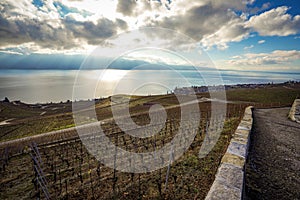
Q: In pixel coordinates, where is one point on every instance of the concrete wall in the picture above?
(229, 181)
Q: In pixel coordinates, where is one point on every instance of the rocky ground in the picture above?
(273, 165)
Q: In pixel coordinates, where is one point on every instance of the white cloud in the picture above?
(274, 58)
(275, 22)
(82, 23)
(248, 47)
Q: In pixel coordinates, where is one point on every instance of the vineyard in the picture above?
(59, 166)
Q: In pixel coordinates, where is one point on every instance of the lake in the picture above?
(41, 86)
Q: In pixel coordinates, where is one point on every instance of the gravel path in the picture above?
(273, 164)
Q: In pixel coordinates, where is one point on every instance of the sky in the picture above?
(236, 34)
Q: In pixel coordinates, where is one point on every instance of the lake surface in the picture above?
(40, 86)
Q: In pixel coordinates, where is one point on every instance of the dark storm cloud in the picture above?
(17, 28)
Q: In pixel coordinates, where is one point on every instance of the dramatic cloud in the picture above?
(51, 31)
(210, 23)
(275, 57)
(275, 22)
(66, 25)
(126, 7)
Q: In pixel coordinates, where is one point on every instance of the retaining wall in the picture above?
(294, 114)
(229, 180)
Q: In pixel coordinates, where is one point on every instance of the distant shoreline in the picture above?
(178, 90)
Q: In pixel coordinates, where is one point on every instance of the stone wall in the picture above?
(294, 114)
(229, 180)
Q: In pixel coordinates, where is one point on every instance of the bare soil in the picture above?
(273, 164)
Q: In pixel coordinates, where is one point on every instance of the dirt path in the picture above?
(273, 165)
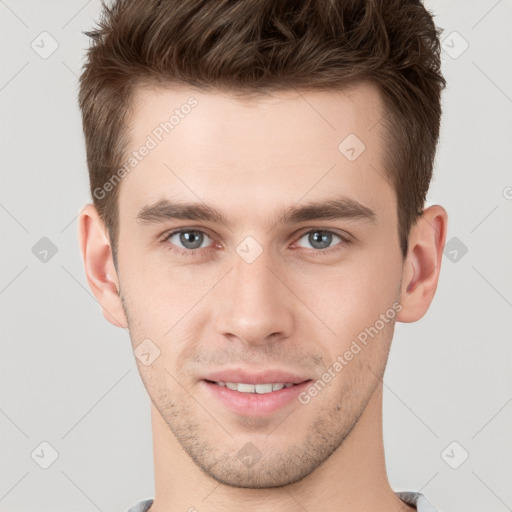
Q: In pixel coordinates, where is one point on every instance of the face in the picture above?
(259, 245)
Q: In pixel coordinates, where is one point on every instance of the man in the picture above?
(259, 172)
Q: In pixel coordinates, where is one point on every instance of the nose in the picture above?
(253, 303)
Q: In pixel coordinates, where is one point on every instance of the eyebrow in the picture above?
(330, 209)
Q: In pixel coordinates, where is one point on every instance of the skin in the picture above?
(288, 309)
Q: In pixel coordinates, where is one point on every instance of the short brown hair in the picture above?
(255, 46)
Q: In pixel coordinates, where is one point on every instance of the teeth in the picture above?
(254, 388)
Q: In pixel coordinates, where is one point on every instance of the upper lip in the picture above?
(238, 375)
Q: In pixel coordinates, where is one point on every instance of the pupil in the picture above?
(186, 239)
(323, 239)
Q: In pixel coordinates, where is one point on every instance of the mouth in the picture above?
(261, 389)
(256, 394)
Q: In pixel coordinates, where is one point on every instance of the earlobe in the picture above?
(423, 263)
(99, 266)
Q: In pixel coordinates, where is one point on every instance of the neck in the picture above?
(352, 479)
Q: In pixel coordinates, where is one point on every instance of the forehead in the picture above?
(264, 150)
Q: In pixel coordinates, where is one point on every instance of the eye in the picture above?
(321, 239)
(188, 239)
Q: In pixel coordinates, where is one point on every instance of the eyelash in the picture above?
(194, 252)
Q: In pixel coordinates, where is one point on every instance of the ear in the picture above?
(99, 265)
(423, 263)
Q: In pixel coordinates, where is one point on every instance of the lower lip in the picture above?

▶ _EXERCISE_
A faithful copy of the data above is wanted, with every image left out.

▶ _ANSWER FOR THE TASK_
Q: In pixel coordinates, where is one point on every instance of the concrete wall in the picture above?
(229, 181)
Q: In pixel coordinates, where is one point on every instance of the rocky ground in the picture above?
(273, 165)
Q: In pixel coordinates, where is one point on every instance of the white cloud in the picture above?
(274, 58)
(275, 22)
(82, 23)
(248, 47)
Q: In pixel coordinates, where is one point on every instance of the vineyard in the picture above?
(59, 166)
Q: In pixel coordinates, where is one point on every instance of the lake in the picture above?
(41, 86)
Q: In pixel coordinates, where is one point on every instance of the gravel path in the picture above?
(273, 164)
Q: In pixel coordinates, where is one point on every instance of the sky in the picture above?
(236, 34)
Q: In pixel coordinates, where is one point on every instance of the lake surface in the picture above?
(40, 86)
Q: In pixel coordinates, where is one point on every instance of the dark storm cloud in the picture above?
(17, 28)
Q: In pixel coordinates, where is one point on every instance of the dramatic cloud in the picture above?
(51, 31)
(210, 23)
(275, 57)
(275, 22)
(66, 25)
(126, 7)
Q: In pixel coordinates, where is one point on every instance of the retaining wall in the picture above?
(294, 114)
(229, 180)
Q: In pixel coordinates, where is one point on every instance of the distant shoreline in the picture above?
(178, 90)
Q: In pixel coordinates, where is one point on every instance of the stone wall in the picture above?
(294, 114)
(229, 180)
Q: In pixel coordinates, where is one point on every instance of the bare soil in the picture above?
(273, 164)
Q: In pixel coordinates, where is one point on every instance of the dirt path in the picture above?
(273, 165)
Q: In pixel coordinates, where is one point on every instance of the face in the picture above?
(259, 245)
Q: In pixel coordinates, where is one point on every instance of the man in the picture above?
(259, 172)
Q: In pixel coordinates, where is one point on every instance of the nose in the picture above?
(253, 303)
Q: In pixel coordinates, where is one point on every instance of the eyebrow in the picture above?
(330, 209)
Q: In pixel coordinates, where is one point on every instance of the skin in the picture above?
(288, 309)
Q: In pixel coordinates, where is one point on every instance of the short brown hair in the picture above?
(255, 46)
Q: In pixel coordinates, where is one point on every instance of the teeth in the picture above?
(254, 388)
Q: In pixel coordinates, where is one point on every instance of the upper lip in the picture above?
(238, 375)
Q: In pixel coordinates, where is one point on every instance of the pupil in the picture above?
(186, 239)
(323, 239)
Q: In pixel coordinates, where is one point on every instance of the mouth in the picture above?
(261, 389)
(256, 394)
Q: In pixel coordinates, where is one point on every instance of the earlobe in the picture above?
(423, 263)
(99, 266)
Q: In pixel coordinates, where is one point on every instance of the neck in the picture above?
(352, 479)
Q: In pixel coordinates, where is one point on every instance of the forehead in the picture above?
(264, 150)
Q: In pixel coordinates, where is one point on every instance of the eye in the picture above?
(321, 239)
(188, 239)
Q: In pixel coordinates, where is one point on every instance of the eyelash in the picture above?
(194, 252)
Q: In pixel coordinates, where is one point on every instance of the ear in the picture above?
(99, 265)
(423, 263)
Q: In pixel coordinates, where is one point on every instance of the lower lip in the picture above?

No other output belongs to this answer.